EXERCISE AIM: Please reproduce the entries between the line holding "locating white plant" and the line holding "[844,467,970,589]", inclusive, substituting "rambling rose" for "climbing rose" and leaving everything else unchanged. Give back only those lines.

>>>

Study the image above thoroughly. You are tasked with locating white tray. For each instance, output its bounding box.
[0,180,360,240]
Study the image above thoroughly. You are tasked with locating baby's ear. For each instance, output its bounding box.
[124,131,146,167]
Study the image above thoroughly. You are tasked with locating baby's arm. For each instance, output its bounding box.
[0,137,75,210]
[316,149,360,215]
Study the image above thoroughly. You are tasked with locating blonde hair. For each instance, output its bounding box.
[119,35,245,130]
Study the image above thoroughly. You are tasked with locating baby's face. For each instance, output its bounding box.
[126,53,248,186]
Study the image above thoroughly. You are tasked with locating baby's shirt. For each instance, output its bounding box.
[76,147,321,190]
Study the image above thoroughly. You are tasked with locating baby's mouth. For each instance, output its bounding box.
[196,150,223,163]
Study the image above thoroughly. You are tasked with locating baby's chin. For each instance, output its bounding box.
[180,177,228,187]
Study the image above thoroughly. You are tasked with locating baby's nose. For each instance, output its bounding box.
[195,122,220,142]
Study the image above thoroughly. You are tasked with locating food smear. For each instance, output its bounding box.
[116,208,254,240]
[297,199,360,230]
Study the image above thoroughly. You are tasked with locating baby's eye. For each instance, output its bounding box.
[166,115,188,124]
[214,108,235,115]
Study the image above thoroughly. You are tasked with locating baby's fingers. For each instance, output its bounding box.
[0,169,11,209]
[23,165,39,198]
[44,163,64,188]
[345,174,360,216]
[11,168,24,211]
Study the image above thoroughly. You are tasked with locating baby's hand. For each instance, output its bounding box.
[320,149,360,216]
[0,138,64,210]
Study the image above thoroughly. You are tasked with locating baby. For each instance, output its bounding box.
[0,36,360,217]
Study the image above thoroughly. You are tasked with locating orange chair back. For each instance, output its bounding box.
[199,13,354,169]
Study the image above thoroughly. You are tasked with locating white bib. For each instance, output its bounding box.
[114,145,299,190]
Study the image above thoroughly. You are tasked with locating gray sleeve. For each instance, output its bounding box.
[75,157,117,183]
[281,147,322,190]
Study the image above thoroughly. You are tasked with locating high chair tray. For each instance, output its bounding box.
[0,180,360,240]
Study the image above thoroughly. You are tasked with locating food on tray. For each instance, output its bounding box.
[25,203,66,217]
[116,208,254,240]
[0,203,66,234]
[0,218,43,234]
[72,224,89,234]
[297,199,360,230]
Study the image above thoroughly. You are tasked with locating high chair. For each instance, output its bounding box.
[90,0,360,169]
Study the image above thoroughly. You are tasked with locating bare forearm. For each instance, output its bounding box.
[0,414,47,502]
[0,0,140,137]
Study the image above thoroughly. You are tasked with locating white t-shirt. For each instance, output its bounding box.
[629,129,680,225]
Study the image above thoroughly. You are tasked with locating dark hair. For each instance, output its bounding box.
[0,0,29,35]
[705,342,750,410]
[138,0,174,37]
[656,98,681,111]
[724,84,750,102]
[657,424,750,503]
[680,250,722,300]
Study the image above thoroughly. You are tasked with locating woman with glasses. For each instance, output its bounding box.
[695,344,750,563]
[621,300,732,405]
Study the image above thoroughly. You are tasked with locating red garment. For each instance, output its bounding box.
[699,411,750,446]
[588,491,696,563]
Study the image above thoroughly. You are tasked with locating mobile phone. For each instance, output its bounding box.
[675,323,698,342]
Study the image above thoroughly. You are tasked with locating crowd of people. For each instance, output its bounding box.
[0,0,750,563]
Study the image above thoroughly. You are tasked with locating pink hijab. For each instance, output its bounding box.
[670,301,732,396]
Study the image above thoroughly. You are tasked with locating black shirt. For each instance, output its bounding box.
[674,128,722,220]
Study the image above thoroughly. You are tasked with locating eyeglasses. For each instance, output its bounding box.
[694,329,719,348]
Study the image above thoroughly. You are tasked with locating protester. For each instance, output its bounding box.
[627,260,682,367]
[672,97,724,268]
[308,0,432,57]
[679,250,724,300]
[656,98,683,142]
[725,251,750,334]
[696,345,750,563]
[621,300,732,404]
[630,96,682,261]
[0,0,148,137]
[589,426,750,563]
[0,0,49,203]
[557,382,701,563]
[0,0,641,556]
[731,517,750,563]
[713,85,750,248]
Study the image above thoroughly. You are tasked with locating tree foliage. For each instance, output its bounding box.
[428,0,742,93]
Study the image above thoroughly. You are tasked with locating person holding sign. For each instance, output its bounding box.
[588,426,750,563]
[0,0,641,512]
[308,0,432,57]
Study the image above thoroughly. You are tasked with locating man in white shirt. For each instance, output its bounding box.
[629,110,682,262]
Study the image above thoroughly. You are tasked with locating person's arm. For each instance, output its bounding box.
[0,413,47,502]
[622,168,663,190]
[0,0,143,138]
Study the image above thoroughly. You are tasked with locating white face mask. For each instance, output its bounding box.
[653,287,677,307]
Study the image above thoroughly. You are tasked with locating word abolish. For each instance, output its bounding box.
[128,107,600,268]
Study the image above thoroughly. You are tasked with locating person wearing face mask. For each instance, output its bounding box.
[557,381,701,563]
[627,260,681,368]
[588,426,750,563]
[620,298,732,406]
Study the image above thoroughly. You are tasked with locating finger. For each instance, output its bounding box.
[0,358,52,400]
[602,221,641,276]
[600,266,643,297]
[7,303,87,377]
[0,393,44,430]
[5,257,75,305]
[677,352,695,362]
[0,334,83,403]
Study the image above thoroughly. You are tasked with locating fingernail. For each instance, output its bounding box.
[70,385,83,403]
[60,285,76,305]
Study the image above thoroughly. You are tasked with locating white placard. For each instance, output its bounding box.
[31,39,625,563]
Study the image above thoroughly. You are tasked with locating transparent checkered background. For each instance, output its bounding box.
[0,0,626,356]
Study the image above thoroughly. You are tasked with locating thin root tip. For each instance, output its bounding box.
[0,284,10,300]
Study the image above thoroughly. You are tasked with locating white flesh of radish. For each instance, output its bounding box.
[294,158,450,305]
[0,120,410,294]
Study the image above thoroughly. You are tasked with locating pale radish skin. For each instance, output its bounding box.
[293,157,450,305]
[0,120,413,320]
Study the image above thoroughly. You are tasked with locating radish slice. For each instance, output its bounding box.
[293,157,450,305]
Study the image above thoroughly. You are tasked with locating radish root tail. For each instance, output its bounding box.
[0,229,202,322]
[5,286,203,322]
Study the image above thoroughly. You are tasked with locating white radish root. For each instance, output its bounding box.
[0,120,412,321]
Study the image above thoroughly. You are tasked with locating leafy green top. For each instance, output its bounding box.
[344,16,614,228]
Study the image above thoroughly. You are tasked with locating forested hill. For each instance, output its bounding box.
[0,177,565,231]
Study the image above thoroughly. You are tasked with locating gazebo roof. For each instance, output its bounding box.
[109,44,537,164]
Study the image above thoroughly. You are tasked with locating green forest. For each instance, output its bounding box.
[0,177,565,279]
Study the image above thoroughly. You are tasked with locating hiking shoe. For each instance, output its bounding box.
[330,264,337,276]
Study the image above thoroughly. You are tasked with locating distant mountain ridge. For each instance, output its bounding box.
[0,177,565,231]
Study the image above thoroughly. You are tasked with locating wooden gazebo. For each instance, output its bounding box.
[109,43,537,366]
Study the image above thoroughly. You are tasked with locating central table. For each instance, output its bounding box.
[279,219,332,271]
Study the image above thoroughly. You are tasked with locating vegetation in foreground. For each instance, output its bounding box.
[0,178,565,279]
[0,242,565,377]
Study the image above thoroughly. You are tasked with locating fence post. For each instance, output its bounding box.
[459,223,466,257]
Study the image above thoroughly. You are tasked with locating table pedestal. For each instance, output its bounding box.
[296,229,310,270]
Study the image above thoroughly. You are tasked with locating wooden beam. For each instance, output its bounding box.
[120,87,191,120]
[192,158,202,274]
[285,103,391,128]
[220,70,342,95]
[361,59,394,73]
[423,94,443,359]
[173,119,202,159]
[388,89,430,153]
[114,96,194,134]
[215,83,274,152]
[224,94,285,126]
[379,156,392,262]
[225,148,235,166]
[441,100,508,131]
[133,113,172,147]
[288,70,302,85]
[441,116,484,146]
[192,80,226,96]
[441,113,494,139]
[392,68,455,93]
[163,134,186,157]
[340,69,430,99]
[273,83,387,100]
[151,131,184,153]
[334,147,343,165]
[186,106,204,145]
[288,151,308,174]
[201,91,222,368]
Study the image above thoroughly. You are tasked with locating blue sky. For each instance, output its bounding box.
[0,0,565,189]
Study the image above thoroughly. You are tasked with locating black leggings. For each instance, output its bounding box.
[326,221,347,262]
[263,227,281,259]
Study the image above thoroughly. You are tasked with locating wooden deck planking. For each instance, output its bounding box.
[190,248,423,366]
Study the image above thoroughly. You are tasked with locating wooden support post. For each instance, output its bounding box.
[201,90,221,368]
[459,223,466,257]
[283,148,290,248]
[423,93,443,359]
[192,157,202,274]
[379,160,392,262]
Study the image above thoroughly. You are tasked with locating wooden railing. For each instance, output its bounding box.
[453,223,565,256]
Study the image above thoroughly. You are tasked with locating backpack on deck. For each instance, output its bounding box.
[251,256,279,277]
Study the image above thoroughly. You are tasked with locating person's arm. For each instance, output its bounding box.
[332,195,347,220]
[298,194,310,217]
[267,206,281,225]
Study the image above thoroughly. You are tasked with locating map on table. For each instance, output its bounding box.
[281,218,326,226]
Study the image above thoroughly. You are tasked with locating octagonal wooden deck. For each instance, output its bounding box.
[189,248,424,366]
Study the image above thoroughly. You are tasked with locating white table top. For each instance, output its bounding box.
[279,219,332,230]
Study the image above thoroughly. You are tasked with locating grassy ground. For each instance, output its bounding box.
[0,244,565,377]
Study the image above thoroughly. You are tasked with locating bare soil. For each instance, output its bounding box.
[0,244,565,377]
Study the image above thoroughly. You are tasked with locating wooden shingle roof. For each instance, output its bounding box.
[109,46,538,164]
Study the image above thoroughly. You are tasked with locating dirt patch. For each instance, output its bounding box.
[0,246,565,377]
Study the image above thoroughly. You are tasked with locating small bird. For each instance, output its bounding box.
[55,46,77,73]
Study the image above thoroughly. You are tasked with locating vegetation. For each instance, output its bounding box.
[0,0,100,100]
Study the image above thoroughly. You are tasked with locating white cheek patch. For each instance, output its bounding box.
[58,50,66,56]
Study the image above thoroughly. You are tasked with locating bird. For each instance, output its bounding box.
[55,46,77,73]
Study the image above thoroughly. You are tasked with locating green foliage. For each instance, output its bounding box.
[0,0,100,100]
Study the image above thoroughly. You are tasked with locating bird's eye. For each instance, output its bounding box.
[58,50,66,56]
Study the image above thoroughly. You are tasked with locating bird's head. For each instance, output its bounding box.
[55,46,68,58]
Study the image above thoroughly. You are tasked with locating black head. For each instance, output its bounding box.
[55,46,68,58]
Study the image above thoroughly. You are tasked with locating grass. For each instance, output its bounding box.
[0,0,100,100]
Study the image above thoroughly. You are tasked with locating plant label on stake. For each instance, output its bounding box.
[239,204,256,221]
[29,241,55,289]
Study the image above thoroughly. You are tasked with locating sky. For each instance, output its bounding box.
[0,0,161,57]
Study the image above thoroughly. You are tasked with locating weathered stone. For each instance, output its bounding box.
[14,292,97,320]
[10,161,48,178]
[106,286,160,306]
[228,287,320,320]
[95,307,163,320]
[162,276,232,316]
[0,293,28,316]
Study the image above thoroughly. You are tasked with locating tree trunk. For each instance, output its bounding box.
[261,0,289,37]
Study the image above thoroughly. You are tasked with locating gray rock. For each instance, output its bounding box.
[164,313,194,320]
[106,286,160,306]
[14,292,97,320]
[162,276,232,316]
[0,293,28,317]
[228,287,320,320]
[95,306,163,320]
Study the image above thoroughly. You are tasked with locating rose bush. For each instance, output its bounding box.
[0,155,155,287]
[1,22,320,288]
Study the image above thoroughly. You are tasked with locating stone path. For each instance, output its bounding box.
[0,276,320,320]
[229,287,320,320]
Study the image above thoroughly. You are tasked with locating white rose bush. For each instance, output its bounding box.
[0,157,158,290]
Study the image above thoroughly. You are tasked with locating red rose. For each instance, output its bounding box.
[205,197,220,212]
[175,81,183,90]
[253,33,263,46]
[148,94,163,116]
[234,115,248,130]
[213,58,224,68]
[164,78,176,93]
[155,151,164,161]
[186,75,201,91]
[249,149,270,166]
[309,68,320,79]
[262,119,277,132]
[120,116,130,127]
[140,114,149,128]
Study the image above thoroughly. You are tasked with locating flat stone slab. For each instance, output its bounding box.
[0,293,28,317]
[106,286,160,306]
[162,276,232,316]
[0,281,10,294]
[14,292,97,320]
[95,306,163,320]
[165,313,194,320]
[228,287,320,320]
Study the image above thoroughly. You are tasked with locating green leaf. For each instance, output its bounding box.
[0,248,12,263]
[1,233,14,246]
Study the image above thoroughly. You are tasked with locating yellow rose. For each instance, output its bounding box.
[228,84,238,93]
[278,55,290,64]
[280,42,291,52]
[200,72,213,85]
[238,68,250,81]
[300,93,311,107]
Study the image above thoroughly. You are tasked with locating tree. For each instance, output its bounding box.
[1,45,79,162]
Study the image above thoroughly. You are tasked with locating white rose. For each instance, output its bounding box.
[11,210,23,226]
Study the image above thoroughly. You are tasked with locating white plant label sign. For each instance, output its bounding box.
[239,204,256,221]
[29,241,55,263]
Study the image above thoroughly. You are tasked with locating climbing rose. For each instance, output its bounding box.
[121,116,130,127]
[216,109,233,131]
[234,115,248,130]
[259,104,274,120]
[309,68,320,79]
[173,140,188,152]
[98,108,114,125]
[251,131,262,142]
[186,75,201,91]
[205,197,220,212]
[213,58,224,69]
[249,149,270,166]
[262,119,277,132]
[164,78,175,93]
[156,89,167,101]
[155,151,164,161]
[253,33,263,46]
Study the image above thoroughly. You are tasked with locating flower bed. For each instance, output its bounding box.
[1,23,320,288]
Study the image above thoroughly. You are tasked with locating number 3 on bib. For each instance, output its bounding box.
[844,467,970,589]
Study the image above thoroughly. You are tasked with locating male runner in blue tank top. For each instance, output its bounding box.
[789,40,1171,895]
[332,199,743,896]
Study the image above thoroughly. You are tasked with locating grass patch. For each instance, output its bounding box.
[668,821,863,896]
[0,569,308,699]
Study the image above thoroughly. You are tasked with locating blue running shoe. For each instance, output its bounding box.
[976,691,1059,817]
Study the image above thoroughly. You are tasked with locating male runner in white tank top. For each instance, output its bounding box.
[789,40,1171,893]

<<<

TASK RESULT:
Study the image above thoroughly. You are tasked with locating white plant label sign. For each instance, output its bounding box.
[239,204,256,221]
[29,241,55,263]
Study the image above thoroughly. You are tasked with locating rambling rose. For each instance, output its bounding box.
[121,116,130,127]
[216,109,233,131]
[234,115,248,130]
[259,104,274,120]
[309,68,320,79]
[173,140,188,152]
[98,108,114,125]
[251,131,262,142]
[186,75,201,91]
[205,197,220,212]
[213,58,224,69]
[249,149,270,166]
[262,119,277,132]
[164,78,175,93]
[156,89,167,101]
[155,151,164,161]
[253,33,263,46]
Study the image above thoroughly. You are tasked with locating flower bed. For each instance, output its bounding box.
[1,23,320,288]
Study the image above thoroughly. You are tasked with locating number 3 on bib. For each instance, output its bounding box.
[844,467,970,589]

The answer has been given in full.